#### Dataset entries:
========================================================================
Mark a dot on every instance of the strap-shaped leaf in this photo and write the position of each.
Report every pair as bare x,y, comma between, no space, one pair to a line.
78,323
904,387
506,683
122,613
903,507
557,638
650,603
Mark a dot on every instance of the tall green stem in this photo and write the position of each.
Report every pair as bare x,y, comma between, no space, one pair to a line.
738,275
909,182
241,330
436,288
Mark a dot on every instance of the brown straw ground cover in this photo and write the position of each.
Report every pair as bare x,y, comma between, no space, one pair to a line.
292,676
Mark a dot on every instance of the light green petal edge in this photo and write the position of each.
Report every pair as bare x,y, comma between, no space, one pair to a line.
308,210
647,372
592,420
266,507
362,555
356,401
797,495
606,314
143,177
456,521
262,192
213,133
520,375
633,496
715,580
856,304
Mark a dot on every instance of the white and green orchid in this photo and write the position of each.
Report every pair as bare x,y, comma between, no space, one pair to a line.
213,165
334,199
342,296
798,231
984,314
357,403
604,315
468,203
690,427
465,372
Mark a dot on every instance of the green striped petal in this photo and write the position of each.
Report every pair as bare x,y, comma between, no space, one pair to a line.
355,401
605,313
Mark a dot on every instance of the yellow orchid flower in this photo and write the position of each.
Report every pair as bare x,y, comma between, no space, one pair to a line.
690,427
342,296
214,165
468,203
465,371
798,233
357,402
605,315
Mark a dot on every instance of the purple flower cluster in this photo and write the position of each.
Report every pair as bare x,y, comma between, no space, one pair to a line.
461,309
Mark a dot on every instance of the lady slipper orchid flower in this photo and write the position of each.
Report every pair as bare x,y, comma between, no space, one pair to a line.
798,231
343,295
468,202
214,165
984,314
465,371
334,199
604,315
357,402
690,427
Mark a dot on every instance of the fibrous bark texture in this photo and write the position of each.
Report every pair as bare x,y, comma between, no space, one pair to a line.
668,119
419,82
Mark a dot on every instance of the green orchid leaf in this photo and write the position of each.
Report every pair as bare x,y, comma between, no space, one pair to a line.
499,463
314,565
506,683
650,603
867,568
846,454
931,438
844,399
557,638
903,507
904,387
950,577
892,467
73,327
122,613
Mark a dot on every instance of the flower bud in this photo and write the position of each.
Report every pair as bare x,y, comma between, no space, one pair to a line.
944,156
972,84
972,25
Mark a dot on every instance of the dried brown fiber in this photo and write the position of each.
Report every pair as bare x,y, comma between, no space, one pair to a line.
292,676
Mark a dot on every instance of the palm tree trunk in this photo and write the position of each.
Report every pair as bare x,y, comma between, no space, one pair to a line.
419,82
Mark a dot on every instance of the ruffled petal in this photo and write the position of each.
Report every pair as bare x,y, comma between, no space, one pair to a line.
========================================================================
#### The request:
Change "write the position of each" to "give the location of each" in the lines from the one containing "Mark a dot on every instance of the flower" through the end of the entries, both included. Give back only those lines, with nothing else altered.

#### Response:
Mark a dot on every instance of the flower bud in this photo and give the location of each.
Report every pair as bare x,y, comma between, no space, one pair to a line.
944,156
972,84
972,25
Mark a dot on every instance of the dried brown fiber in this photo and give the location of each.
Report every pair as bare x,y, comma between, no space, one pair to a line.
292,676
Mark a dot on every instance of the palm tree trunk in this photo and give the location of each.
Report every pair as bare x,y, comma between, no space, one pair to a line.
419,82
Mark a dot on every instance of the ruffled petal in this photo and give the location of each.
Report every pair as bare x,y, comma between, no space, one pair to a line.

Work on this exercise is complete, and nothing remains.